■ To be done
Rewrite all the records below with "report the position" replaced by "give the coordinates" and everything else left unchanged, and omit the pictures from your version.

■ Input rows
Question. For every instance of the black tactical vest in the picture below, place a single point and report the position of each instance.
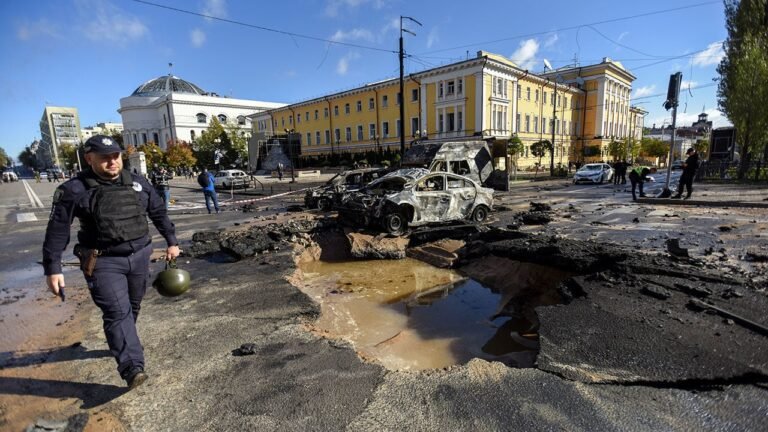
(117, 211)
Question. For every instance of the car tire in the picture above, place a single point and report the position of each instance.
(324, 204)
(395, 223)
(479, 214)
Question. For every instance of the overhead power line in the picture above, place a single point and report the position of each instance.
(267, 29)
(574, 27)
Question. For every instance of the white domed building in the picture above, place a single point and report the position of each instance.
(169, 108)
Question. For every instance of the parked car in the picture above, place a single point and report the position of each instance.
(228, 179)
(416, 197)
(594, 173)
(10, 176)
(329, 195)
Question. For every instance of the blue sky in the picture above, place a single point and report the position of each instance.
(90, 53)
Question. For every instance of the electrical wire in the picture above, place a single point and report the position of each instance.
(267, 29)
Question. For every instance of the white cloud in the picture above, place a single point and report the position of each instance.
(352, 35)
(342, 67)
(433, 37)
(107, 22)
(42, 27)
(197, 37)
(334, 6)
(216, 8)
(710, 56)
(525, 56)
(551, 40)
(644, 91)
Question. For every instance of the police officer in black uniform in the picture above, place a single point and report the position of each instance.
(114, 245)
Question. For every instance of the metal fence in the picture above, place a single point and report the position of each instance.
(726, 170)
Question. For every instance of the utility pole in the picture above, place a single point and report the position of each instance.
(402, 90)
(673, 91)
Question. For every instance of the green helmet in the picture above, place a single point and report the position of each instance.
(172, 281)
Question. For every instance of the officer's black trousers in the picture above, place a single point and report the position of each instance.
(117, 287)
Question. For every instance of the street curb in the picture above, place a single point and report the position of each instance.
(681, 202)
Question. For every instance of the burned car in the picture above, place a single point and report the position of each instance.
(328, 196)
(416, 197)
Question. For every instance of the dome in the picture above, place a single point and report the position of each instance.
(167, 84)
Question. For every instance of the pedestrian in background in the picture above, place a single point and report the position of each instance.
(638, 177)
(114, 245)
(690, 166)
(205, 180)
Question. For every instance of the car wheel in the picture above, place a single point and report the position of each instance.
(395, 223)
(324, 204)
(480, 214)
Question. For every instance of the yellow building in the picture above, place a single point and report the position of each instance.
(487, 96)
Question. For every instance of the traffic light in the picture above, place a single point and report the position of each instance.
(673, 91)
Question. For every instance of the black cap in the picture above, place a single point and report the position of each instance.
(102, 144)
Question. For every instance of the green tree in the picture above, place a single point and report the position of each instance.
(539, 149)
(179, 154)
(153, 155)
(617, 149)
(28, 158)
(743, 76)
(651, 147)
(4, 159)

■ Output for this task
Question. For every instance of the black tactical vest in the picture below, place a single point and give the coordinates of each instance.
(117, 211)
Question. For every instance of the car tire in the picture above, place a single point and give the coordinates of each instance.
(324, 204)
(395, 223)
(479, 214)
Question. For every instance of the overhead power line in the picture above, place a single point and give the coordinates of each instance.
(267, 29)
(574, 27)
Question. For every instance of the white domed building in the picture above, place a single point and give the coordinates of each instance.
(169, 108)
Question. For every instance of the parked car in the picture above, place a single point and give the coordinates of each instance.
(228, 179)
(416, 197)
(594, 173)
(10, 176)
(329, 195)
Question. For every instance of the blue sky in the picture above, place a single point and give the coordinates of each instance.
(90, 53)
Question. For every instance of the electrical wire in the picture above, place a single point and give the coordinates of each instance.
(267, 29)
Question. For every instance of the white cloud in the picture above, place a single point and give the coordinates of each instance.
(352, 35)
(342, 67)
(433, 37)
(107, 22)
(42, 27)
(197, 37)
(334, 6)
(216, 8)
(710, 56)
(525, 56)
(551, 40)
(644, 91)
Question. For every instance of the police officer in black uniform in the picture above, place a single point and give the coordinates of each instance.
(114, 245)
Question. For every instance of the metal fence in the picture above, place a single point and give the coordinates of each instance.
(726, 170)
Question. For every instance of the utility pole in the picture above, place a single point and give the coordinates of each instance.
(402, 90)
(673, 91)
Question. For every instance of the green helmet in the picture above, place a single point and give the coordinates of each instance.
(172, 281)
Question. For every instance of the officer's black trousers in the picture above, place a single point and give the coordinates of each instance.
(117, 287)
Question. For every instance of the street curb in the picture above, place a single point and give the coordinates of each instance.
(681, 202)
Question. For every instance of the burned car in the picture above, place a single point and give the coordinates of each instance.
(328, 196)
(416, 197)
Question. For every instance of the dome in the picture above, place a single point and give the coordinates of each instance.
(167, 84)
Question. For every instance of the pedestrian in background in the picture above, place a single point and give the coordinates of each instance.
(638, 177)
(114, 245)
(690, 166)
(205, 180)
Question. For every instance of the car wheel in the picture above, place a single point and give the coordinates of each instance.
(395, 223)
(324, 204)
(480, 214)
Question. For every instance of the yellow building in the picture above, place a single point and give the coordinates of each instance.
(487, 96)
Question. For every instance of the traffic light in the picture above, place a single point and give the coordinates of each instance.
(673, 91)
Question. For every instance of the black cap in the picture above, place a single point and give the coordinates of each instance.
(102, 144)
Question. For every instance of the green tree in the picture above, place a single point and give the coordinates of each instance.
(539, 149)
(179, 154)
(153, 155)
(617, 149)
(28, 158)
(743, 76)
(651, 147)
(4, 159)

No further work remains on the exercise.